* WHAT IS BEING ASKED
Begin at the first of the lines below and stop after the line that contains "60], [421, 21]]", writing out each of those lines again with the requests included. Offset every vertex coordinate in the answers by adding 139 to it.

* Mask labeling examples
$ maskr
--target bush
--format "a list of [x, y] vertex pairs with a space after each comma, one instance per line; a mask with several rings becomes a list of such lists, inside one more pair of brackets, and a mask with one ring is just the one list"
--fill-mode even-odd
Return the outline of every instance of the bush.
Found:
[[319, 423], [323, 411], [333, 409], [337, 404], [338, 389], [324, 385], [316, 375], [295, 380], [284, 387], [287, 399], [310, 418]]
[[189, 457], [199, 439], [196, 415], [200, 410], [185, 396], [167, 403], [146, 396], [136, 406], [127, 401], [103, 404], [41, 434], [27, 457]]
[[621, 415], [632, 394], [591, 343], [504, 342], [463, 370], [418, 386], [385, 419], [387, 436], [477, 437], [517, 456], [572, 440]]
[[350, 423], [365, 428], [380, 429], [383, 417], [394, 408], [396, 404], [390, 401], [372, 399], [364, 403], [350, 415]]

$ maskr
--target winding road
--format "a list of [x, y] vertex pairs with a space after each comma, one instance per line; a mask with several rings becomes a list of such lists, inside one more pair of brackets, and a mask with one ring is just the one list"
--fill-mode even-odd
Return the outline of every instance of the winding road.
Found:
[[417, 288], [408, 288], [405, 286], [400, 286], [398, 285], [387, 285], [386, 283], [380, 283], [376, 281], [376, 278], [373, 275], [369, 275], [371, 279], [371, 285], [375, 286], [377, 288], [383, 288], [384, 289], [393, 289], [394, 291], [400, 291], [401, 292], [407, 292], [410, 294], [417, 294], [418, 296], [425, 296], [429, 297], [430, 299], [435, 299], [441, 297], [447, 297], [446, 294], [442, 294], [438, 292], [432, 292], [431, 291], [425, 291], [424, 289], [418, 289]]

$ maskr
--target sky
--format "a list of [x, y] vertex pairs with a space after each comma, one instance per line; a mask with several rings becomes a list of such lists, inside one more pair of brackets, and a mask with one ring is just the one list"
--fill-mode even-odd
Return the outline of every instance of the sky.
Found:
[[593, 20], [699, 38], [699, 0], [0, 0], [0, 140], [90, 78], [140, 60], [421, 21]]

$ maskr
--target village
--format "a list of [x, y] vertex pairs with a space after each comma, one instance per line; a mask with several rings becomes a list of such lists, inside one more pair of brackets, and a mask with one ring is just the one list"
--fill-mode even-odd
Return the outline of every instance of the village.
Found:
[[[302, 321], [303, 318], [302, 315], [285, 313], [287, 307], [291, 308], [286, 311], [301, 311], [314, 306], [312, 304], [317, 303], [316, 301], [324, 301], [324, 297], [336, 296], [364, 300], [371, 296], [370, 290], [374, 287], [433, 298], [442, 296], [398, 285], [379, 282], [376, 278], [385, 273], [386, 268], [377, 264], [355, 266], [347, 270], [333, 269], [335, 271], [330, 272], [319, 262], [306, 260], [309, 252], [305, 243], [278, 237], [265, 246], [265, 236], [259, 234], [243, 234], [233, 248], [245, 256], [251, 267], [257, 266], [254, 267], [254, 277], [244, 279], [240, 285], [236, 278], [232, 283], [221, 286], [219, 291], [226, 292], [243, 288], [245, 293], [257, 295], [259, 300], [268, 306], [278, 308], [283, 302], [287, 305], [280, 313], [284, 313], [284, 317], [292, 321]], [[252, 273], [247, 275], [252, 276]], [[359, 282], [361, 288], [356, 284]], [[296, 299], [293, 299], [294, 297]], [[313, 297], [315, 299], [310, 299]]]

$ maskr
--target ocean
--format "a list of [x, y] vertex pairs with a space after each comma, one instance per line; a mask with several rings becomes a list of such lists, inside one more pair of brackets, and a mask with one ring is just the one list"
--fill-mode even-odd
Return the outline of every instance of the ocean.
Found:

* REPLY
$ maskr
--target bush
--format "a list of [x, y] vertex pairs with a space after each comma, one instance per line; a mask with several rings becomes a list of such lists, inside one more pair of brackets, and a mask with one ring is just the one list"
--fill-mode even-odd
Return the outline of every instance of the bush.
Found:
[[458, 562], [462, 550], [472, 548], [476, 543], [477, 528], [463, 524], [455, 514], [434, 519], [423, 526], [426, 538], [449, 557]]
[[328, 596], [338, 578], [335, 554], [339, 549], [324, 535], [306, 542], [285, 535], [275, 545], [266, 540], [242, 543], [180, 573], [166, 596]]
[[760, 554], [771, 533], [730, 482], [643, 481], [602, 509], [557, 525], [524, 558], [526, 575], [616, 576], [656, 595], [711, 579]]
[[489, 562], [504, 567], [519, 568], [522, 556], [533, 547], [535, 543], [529, 540], [511, 538], [503, 542], [489, 554]]

$ maskr
--target winding road
--format "a list of [x, y] vertex pairs with a space after each comma, one instance per line; a mask with several rings becomes a list of such lists, inside one more pair of brackets, and a mask with one ring is just the one list"
--fill-mode even-odd
Return the outline of every instance of the winding road.
Found:
[[556, 427], [547, 427], [544, 425], [539, 425], [537, 424], [526, 424], [525, 422], [519, 422], [515, 420], [515, 417], [512, 414], [508, 414], [510, 418], [510, 424], [514, 425], [516, 427], [522, 427], [523, 428], [532, 428], [533, 430], [539, 430], [540, 431], [546, 431], [549, 433], [556, 433], [557, 435], [564, 435], [568, 436], [569, 438], [574, 438], [580, 436], [586, 436], [585, 433], [581, 433], [577, 431], [571, 431], [570, 430], [564, 430], [563, 428], [557, 428]]

$ maskr
--target sky
--format "a list of [x, y] vertex pairs with a space after each comma, one instance per line; a mask with several rings becomes a list of such lists, inside one more pair of brackets, and a mask with one ring is just the one list"
--fill-mode even-odd
Return the outline of every instance of the sky.
Found:
[[732, 159], [838, 177], [838, 139], [139, 139], [139, 279], [229, 217], [279, 199], [560, 160]]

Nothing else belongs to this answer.